- **Description of the task**:
Below are some entries. Output each one exactly as it appears.

[Collected data]
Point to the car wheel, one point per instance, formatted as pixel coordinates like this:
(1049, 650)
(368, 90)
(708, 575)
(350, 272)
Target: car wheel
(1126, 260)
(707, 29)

- **Answer for the task**:
Point to the car wheel, one point per instance, formatted as pixel coordinates like this:
(1049, 650)
(368, 90)
(708, 575)
(350, 272)
Target: car wheel
(1126, 260)
(707, 29)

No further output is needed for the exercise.